**WHAT YOU NEED TO DO:** Starting at the line that contains "Question. Indicate the head" and ending at the line that contains "x=289 y=196", reproduce those lines of the records with "lone tree" swapped for "solitary tree", leaving everything else unchanged.

Entries from a pointing dataset:
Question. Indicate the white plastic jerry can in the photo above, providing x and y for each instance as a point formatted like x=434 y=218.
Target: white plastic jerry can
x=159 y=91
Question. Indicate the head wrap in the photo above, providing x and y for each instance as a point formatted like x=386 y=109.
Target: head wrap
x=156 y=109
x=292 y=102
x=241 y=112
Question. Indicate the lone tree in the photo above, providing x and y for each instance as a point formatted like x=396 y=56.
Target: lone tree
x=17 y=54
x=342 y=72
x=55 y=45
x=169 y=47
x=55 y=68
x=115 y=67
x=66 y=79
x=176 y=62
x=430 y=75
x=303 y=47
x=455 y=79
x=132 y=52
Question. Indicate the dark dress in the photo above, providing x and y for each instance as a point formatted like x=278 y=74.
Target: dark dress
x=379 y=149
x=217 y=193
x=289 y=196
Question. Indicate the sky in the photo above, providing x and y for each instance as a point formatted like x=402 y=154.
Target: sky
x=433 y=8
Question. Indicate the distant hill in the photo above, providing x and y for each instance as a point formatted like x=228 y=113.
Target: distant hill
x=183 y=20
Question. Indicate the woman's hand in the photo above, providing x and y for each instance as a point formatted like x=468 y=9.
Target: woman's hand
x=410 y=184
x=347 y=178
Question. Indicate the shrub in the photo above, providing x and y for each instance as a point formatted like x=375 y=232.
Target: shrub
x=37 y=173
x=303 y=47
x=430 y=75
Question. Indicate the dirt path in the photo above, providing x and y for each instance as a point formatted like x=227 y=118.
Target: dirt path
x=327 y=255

**SOLUTION:**
Question. Indicate the head wrap in the photo above, providing x and y for each instance as a point formatted like x=386 y=109.
Target: head wrap
x=156 y=109
x=292 y=102
x=241 y=112
Question. Indicate the solitary tree in the photo above, providing x and y for each instance as a point formatted like x=396 y=56.
Target: solitary tree
x=17 y=54
x=342 y=72
x=55 y=45
x=169 y=47
x=55 y=68
x=115 y=67
x=66 y=79
x=176 y=62
x=430 y=75
x=303 y=47
x=455 y=79
x=132 y=52
Question. Indicate the dark dress in the photo above, providing x and y for each instance as a point formatted like x=278 y=74.
Target: dark dress
x=379 y=149
x=217 y=193
x=289 y=196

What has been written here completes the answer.